Gesammelte Dateneinträge
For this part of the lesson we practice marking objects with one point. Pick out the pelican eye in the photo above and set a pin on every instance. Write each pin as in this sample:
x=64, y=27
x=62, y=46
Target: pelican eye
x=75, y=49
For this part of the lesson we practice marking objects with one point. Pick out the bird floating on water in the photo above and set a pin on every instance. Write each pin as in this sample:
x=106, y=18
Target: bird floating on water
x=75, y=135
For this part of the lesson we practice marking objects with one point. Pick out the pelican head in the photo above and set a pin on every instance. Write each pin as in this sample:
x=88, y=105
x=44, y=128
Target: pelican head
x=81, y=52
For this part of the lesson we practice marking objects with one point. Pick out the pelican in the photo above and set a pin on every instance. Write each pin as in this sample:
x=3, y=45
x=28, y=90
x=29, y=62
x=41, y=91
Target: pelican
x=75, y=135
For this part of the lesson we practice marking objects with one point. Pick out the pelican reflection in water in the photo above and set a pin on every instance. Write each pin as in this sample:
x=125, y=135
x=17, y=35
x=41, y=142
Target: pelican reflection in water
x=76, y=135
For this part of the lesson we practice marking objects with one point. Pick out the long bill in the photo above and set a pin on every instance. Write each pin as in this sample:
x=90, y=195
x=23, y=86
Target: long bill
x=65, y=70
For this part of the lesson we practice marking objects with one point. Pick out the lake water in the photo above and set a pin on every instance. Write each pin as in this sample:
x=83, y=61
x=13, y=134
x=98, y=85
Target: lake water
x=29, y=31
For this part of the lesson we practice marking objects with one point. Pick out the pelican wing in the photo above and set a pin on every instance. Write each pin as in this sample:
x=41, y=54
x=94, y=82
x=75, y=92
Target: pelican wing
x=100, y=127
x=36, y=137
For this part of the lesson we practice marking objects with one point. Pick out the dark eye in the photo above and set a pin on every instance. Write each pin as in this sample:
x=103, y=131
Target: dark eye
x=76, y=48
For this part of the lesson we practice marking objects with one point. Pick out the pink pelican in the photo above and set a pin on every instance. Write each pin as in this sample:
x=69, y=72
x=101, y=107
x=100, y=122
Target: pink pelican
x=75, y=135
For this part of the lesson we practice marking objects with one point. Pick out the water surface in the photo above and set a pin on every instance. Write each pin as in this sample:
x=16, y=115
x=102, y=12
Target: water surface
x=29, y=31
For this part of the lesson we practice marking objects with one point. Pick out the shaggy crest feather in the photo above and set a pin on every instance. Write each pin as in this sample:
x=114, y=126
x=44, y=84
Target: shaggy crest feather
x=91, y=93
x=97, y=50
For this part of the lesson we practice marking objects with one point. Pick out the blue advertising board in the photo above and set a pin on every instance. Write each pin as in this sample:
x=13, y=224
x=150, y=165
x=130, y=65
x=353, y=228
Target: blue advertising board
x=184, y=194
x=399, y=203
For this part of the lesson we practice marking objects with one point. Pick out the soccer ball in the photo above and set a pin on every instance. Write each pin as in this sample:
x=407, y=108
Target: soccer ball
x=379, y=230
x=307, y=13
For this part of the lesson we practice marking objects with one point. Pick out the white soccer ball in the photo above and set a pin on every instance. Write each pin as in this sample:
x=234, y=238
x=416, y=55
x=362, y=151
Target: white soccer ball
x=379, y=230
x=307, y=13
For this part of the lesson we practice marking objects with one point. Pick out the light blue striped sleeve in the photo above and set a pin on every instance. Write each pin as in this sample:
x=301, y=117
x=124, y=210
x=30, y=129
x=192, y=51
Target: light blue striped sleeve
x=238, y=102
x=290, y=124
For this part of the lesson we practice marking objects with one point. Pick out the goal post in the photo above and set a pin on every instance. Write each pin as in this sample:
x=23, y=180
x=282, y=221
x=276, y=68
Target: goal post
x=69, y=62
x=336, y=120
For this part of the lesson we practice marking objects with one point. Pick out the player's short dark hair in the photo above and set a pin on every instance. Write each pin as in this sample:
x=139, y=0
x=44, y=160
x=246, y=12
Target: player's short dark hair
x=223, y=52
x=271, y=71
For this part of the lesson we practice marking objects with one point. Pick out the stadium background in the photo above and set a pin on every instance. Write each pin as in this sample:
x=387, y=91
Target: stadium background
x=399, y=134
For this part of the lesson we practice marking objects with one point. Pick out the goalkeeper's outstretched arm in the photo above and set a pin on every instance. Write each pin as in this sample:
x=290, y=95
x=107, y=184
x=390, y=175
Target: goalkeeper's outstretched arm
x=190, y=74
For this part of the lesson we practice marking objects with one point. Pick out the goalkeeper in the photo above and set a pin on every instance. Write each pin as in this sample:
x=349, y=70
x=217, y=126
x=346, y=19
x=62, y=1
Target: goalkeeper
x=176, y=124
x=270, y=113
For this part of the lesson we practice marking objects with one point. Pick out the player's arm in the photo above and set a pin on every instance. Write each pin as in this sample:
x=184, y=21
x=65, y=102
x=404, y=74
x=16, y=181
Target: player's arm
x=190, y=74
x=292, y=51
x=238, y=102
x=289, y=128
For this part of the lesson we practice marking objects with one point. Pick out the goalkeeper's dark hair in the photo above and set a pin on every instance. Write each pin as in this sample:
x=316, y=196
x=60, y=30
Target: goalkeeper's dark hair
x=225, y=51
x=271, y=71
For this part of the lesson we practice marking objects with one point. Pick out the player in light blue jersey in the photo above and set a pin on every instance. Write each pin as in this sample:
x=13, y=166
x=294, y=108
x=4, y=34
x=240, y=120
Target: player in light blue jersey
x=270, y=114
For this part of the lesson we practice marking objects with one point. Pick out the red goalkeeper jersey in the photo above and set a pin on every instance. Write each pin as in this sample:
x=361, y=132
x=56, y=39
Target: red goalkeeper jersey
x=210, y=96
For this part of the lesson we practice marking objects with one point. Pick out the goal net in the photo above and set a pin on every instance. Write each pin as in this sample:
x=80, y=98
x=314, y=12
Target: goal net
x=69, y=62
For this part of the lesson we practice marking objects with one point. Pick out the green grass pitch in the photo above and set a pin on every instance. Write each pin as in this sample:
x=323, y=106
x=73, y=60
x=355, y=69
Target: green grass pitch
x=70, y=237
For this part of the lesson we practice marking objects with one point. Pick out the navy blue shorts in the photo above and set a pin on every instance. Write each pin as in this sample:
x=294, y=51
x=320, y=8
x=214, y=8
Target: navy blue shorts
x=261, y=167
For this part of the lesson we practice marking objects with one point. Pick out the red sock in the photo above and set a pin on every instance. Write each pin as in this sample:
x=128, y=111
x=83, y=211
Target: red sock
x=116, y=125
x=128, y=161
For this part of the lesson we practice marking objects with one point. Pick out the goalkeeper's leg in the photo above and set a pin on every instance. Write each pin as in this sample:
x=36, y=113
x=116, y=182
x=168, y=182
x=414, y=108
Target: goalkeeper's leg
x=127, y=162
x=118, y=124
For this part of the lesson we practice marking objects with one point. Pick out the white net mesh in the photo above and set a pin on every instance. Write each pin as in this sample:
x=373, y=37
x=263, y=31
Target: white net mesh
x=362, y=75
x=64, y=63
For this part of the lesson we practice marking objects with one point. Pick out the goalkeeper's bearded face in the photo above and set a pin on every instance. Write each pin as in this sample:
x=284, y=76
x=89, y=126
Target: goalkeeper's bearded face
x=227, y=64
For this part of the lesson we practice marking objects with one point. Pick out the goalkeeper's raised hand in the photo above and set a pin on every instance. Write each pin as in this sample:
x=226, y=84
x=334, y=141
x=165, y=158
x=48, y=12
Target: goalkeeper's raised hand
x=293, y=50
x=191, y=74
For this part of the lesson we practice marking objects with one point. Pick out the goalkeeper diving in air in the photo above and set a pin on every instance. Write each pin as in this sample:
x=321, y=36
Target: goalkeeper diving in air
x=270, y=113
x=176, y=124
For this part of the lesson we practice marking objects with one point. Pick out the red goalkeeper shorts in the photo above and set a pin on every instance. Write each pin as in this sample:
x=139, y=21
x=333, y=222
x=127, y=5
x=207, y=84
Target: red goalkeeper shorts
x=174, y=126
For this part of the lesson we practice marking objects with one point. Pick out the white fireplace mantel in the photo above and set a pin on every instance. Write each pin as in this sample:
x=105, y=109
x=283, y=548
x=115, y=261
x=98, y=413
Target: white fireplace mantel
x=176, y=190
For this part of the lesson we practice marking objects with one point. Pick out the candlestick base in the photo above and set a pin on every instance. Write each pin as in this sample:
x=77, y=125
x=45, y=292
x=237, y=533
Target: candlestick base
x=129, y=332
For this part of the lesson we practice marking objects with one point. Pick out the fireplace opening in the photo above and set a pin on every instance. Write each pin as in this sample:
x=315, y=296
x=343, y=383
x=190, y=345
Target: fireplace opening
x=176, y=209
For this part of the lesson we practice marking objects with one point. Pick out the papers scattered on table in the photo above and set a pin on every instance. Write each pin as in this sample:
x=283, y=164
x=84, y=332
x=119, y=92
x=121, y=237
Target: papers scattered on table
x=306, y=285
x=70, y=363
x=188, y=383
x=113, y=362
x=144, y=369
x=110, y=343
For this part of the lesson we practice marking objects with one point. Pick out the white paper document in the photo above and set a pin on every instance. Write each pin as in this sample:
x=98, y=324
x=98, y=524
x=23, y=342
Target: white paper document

• [Aufgabe]:
Wandle die Zeilen ab der Zeile mit „out the papers“ bis zum Ende der Dateneinträge in eine Markdown-Tabelle mit den Spalten Nummer und Zeile um. Leerzeilen lässt du weg.

• [Lösung]:
| Nummer | Zeile |
|---|---|
| 1 | For this part of the lesson we practice marking objects with one point. Pick out the papers scattered on table in the photo above and set a pin on every instance. Write each pin as in this sample: |
| 2 | x=283, y=164 |
| 3 | x=84, y=332 |
| 4 | x=119, y=92 |
| 5 | x=121, y=237 |
| 6 | Target: papers scattered on table |
| 7 | x=306, y=285 |
| 8 | x=70, y=363 |
| 9 | x=188, y=383 |
| 10 | x=113, y=362 |
| 11 | x=144, y=369 |
| 12 | x=110, y=343 |
| 13 | For this part of the lesson we practice marking objects with one point. Pick out the white paper document in the photo above and set a pin on every instance. Write each pin as in this sample: |
| 14 | x=98, y=324 |
| 15 | x=98, y=524 |
| 16 | x=23, y=342 |
| 17 | Target: white paper document |